* **ЗАДАНИЕ**: Перепишите, пожалуйста, записи от строки с «Each instance of the turquoise» до конца записей включительно, сохранив запросы, а каждую координату в ответах умножьте на 1,15 и округлите до целого (половины — вверх). Числа в запросах и в образце формата оставьте без изменений.

───── ИСХОДНЫЕ ЗАПИСИ ─────

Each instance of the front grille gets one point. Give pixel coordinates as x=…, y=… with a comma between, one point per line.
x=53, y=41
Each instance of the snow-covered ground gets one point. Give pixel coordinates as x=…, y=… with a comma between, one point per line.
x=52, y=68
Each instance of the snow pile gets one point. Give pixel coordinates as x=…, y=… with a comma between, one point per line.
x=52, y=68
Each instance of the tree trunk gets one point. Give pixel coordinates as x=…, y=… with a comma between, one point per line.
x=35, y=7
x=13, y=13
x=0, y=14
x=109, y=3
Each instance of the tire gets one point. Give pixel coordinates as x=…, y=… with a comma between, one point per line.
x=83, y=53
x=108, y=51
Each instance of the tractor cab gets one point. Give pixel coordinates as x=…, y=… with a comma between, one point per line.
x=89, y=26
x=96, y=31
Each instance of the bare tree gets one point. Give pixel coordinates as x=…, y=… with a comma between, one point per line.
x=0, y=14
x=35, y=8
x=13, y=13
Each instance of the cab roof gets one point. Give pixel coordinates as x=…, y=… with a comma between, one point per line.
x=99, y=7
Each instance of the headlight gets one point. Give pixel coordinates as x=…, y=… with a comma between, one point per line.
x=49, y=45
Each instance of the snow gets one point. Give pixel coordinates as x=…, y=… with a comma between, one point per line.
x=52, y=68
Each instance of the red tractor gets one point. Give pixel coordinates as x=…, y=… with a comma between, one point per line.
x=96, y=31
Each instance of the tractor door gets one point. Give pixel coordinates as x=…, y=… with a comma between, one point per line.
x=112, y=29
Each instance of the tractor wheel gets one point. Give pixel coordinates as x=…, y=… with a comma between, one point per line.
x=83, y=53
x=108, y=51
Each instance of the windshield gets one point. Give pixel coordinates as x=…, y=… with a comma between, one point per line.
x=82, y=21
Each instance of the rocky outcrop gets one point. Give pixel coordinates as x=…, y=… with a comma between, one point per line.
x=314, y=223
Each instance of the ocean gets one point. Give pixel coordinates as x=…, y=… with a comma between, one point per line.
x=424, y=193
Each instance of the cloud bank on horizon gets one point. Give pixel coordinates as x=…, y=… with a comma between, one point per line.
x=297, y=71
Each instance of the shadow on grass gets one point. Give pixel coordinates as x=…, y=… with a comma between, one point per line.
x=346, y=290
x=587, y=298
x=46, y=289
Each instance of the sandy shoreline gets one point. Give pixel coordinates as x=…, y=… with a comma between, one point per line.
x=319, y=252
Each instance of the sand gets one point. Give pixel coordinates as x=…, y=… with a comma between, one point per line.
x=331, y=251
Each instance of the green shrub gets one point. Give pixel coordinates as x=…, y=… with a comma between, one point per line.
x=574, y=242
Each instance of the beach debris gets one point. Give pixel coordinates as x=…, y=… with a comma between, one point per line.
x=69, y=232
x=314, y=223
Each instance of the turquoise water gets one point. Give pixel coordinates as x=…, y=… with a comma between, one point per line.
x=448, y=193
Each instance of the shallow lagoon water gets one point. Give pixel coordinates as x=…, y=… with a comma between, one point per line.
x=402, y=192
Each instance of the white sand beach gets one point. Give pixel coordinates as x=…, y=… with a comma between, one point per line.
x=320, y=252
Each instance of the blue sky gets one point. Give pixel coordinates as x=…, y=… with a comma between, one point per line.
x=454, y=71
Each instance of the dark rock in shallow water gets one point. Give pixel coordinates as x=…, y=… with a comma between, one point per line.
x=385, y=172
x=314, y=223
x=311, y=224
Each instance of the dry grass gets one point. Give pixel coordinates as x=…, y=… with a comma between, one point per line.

─────

* **РЕЗУЛЬТАТ**:
Each instance of the turquoise water gets one point. Give pixel coordinates as x=…, y=… with a comma between, one point per line.
x=515, y=222
Each instance of the shallow lagoon water gets one point. Give pixel coordinates as x=…, y=… with a comma between, one point per line.
x=462, y=221
Each instance of the white sand beach gets one point. Give pixel coordinates as x=…, y=… with a comma between, one point per line.
x=368, y=290
Each instance of the blue sky gets one point. Give pixel coordinates as x=…, y=… with a comma between, one point per line.
x=522, y=82
Each instance of the dark rock in shallow water gets one point. Give pixel coordinates as x=…, y=… with a comma between, one point per line.
x=443, y=198
x=361, y=256
x=358, y=258
Each instance of the dry grass gets one point. Give pixel coordinates as x=…, y=… with a comma between, one point per line.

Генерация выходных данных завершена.